* [Supplied records]:
-- Opening Marker --

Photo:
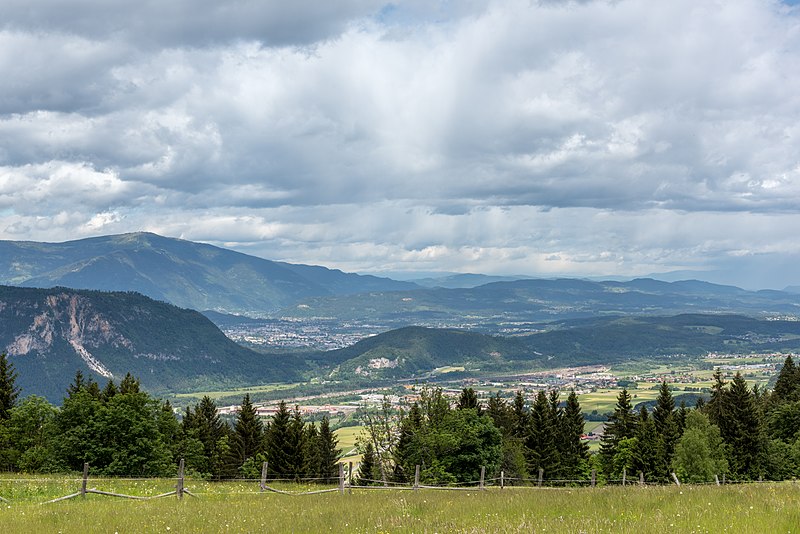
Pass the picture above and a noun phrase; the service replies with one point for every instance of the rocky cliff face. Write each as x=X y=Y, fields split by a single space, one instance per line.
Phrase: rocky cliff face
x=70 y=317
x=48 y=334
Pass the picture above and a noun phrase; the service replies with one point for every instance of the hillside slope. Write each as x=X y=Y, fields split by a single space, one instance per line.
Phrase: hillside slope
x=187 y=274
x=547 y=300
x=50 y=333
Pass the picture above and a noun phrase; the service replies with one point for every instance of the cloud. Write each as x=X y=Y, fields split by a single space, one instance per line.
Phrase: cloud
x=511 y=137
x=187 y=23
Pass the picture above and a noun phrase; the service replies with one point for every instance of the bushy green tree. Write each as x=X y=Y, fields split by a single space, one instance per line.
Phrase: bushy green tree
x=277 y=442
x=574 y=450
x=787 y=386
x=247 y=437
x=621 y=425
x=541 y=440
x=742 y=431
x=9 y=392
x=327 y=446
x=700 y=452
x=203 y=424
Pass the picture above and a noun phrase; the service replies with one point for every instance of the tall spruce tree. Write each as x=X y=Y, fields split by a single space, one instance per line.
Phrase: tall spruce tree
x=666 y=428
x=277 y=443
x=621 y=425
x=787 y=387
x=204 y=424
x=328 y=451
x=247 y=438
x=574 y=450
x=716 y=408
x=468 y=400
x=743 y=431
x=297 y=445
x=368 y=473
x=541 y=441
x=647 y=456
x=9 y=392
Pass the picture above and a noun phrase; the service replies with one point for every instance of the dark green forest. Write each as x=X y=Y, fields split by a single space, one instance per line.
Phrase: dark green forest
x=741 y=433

-- Closing Marker --

Would you output the listing above verbatim, without its pictures?

* [Result]:
Photo:
Pass the picture above and a noun phrase; the service replies with one point for every instance of the rocky cliff face. Write each as x=X y=Y, fields split by a single space, one instance per line.
Phrase: rocky cliff face
x=70 y=317
x=48 y=334
Pass the picture above and a noun phrase; the service replies with one point for every instance of the hillside slope. Write each as x=X y=Y, fields split by a single space, one instance per line.
Phrase: hillside slope
x=187 y=274
x=547 y=300
x=50 y=333
Pass the picture above and a noun phrase; the service replies with one point for every instance of the cloud. Write each as x=X y=Y, fields split by a single space, one instance per line.
Phrase: cloud
x=511 y=137
x=187 y=23
Pass the picture above and a noun phrase; the service replies with one point for every instance of the bushy green tree. Write each as x=X y=Y, fields split by a single space, one instance per line.
Phrase: bushy green tree
x=277 y=442
x=574 y=450
x=787 y=386
x=247 y=437
x=621 y=425
x=541 y=440
x=742 y=431
x=9 y=392
x=327 y=446
x=700 y=452
x=203 y=424
Pass the picture above and a noun phrase; the service replies with one point for every instance of the tall spruce tree. Write each as x=X y=Y, fields split by a single space, one instance per line.
Phrase: tall spruce tree
x=666 y=428
x=277 y=443
x=621 y=425
x=787 y=387
x=204 y=424
x=328 y=451
x=247 y=438
x=574 y=450
x=716 y=408
x=468 y=400
x=743 y=431
x=297 y=445
x=368 y=473
x=541 y=441
x=647 y=456
x=9 y=392
Pass the picture above and a noun phrase; the service replies with one point for every instance of the dark green forest. Write each as x=X y=Y, fields split by a single space, one instance per line.
Phrase: dark green forest
x=741 y=433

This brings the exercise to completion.